■ **Dataset content**
——————
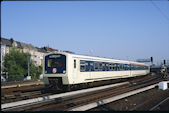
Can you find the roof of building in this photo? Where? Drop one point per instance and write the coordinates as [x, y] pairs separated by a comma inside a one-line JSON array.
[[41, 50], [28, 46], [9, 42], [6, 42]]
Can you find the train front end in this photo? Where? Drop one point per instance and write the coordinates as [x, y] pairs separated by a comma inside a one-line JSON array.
——————
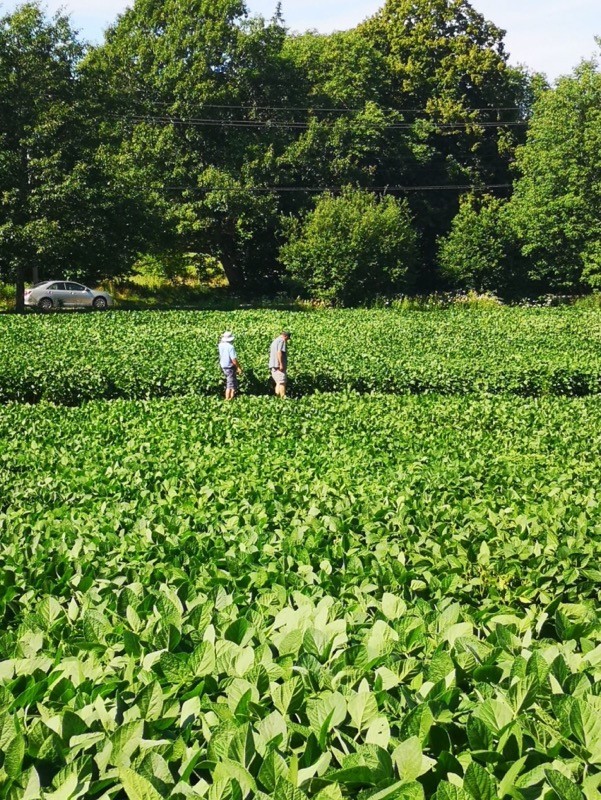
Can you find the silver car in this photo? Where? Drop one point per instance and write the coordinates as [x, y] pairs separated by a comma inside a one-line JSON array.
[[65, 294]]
——————
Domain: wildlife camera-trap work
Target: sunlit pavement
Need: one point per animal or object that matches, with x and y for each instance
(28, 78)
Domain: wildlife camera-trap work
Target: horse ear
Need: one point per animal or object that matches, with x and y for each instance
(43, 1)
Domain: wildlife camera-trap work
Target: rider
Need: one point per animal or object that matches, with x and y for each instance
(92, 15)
——————
■ **What to produce**
Return, from the entries, each line that holds "Target".

■ **Final answer**
Target: sunlit pavement
Target: horse ear
Target: rider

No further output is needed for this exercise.